= Beginning of Section =
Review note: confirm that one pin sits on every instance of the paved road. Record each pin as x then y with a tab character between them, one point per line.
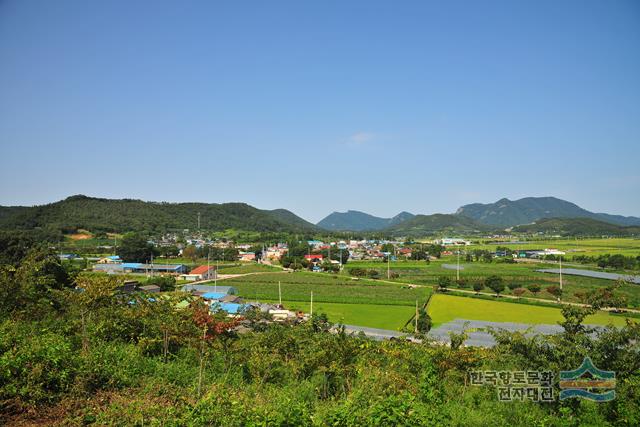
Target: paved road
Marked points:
478	335
378	334
592	273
= End of Section =
**What to produce:**
Only the pictures stay behind; copy everything else in the records above exactly.

**Result of this exercise:**
Review note: confirm that one pin sits on every instance of the paved road. Record each pin as x then y with a tab character between them, one point per line.
Target: paved road
Marked points:
478	335
378	334
592	273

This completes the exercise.